Object detection data
--

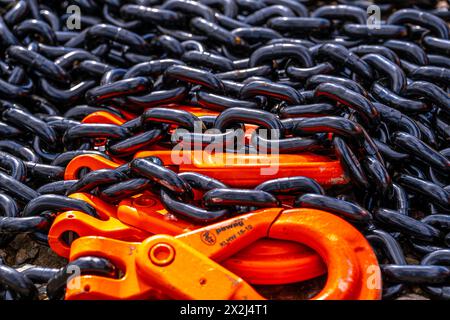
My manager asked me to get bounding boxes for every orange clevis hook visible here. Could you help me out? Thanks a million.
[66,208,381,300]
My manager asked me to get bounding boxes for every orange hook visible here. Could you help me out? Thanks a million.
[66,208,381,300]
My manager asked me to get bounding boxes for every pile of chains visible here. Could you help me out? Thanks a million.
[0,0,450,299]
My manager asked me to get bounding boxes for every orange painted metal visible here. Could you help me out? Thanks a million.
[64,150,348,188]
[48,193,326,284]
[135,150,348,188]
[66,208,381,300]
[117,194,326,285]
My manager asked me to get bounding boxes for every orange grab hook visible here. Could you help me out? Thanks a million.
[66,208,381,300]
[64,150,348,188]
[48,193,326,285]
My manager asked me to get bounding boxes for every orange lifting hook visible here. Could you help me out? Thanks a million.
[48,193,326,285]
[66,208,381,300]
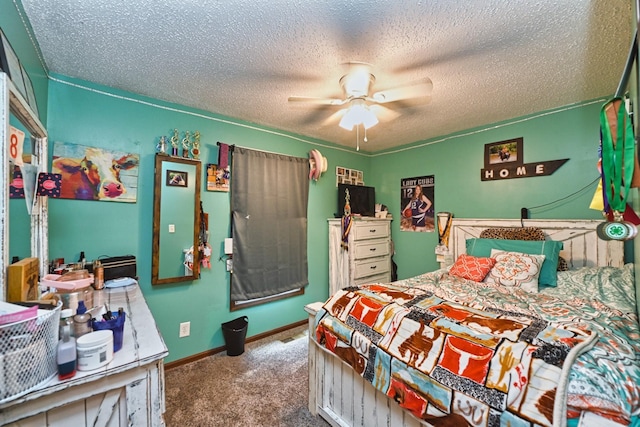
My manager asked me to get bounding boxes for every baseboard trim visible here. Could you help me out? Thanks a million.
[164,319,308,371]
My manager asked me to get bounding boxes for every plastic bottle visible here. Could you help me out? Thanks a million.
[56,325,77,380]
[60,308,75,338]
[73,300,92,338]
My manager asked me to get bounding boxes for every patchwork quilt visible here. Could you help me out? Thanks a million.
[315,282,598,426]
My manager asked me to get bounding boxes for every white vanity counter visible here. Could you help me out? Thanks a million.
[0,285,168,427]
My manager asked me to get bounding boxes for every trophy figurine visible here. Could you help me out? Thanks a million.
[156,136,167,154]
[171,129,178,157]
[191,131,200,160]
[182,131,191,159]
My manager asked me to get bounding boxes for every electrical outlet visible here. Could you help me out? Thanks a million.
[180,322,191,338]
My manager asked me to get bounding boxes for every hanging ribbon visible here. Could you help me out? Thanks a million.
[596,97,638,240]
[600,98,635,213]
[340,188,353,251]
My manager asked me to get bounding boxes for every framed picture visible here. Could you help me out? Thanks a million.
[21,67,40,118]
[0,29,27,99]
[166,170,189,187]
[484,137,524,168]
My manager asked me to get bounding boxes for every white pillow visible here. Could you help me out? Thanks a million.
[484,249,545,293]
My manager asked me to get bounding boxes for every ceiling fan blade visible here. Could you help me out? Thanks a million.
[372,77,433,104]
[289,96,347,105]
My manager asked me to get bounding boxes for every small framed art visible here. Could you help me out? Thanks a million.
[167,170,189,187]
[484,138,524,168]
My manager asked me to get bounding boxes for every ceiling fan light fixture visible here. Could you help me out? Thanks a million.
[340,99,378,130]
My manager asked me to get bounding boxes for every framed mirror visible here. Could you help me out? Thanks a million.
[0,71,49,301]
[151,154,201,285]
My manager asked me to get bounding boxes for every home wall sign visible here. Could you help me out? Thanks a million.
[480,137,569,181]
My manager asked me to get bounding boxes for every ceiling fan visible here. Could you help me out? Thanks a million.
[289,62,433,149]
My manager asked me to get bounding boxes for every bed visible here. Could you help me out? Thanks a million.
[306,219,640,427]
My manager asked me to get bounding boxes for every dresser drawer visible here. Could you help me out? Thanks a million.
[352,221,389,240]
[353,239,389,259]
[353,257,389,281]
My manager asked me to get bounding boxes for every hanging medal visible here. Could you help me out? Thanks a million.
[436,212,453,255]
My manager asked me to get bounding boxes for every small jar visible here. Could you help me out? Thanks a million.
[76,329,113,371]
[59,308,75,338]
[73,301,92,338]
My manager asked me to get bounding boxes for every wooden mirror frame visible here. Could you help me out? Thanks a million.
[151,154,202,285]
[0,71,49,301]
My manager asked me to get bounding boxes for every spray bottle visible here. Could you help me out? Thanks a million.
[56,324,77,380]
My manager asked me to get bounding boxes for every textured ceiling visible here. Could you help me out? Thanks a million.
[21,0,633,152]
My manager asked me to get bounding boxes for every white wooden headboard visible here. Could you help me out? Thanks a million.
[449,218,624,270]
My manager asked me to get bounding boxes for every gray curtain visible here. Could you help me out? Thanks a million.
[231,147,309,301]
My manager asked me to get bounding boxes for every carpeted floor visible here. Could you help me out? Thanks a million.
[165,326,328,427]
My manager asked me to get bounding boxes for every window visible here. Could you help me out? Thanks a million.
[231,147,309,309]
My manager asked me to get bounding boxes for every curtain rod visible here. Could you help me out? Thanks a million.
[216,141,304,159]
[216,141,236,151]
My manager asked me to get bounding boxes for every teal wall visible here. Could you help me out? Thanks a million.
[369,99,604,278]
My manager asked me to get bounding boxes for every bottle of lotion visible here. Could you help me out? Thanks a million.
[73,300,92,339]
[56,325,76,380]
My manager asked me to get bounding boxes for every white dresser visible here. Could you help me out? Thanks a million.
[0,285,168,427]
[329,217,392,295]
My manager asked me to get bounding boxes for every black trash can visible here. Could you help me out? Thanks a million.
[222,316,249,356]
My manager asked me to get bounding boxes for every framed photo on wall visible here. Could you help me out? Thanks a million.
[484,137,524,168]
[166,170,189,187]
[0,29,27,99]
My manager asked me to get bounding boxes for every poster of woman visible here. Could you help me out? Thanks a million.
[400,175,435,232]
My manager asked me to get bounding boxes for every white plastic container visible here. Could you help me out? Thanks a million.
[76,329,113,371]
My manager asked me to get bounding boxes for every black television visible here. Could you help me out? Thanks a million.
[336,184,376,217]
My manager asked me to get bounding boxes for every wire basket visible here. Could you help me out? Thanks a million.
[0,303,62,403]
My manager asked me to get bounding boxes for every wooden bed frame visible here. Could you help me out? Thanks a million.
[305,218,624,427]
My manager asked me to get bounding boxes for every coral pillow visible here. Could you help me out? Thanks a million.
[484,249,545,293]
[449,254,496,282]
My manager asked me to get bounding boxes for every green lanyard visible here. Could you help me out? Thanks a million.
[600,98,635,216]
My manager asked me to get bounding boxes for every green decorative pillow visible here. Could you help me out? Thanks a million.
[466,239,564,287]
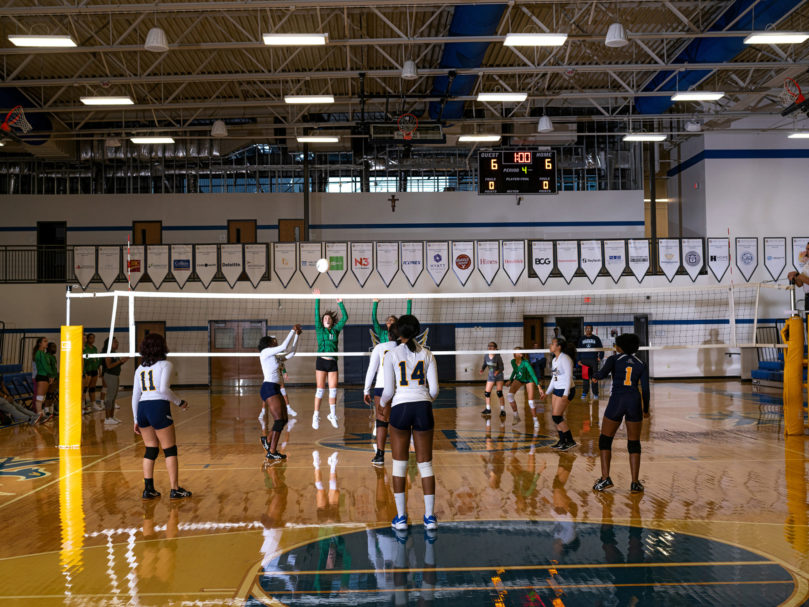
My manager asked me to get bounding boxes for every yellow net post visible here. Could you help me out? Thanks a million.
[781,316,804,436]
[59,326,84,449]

--

Copy the stretch of the records above verbatim, from the line containing "My manager asked me to get bounding boxes for every bed" through the line containing "[21,0,633,152]", including both of those lines.

Solution for this exercise:
My manager asked me to get bounding boxes for every bed visible here. Could you help me out? Thanks a million.
[306,219,640,427]
My manager asked me to get bounding boxes for every dresser drawer visible here. Could you help me out? Thanks a million.
[352,221,389,240]
[353,239,389,259]
[353,257,389,281]
My manager asked me to get bounding boxes for every hanging medal visible here. Could you help me out? Thanks a million.
[436,212,453,255]
My manager asked me to get bounding boxes for every small jar visible here. Could you help me out? Thanks a million.
[76,329,113,371]
[59,308,75,338]
[73,301,92,338]
My manager asked me to get bounding boxes for every wooden mirror frame visible here. Could you help me out? Thanks a million.
[151,154,202,285]
[0,71,49,301]
My manager asked me to get bounding boxes for every spray bottle visible here. Could you help me out? Thanks a million.
[56,324,77,380]
My manager asked me to get bounding boxes for every textured ceiling visible here. Could you help me out? Thanks a million.
[21,0,633,152]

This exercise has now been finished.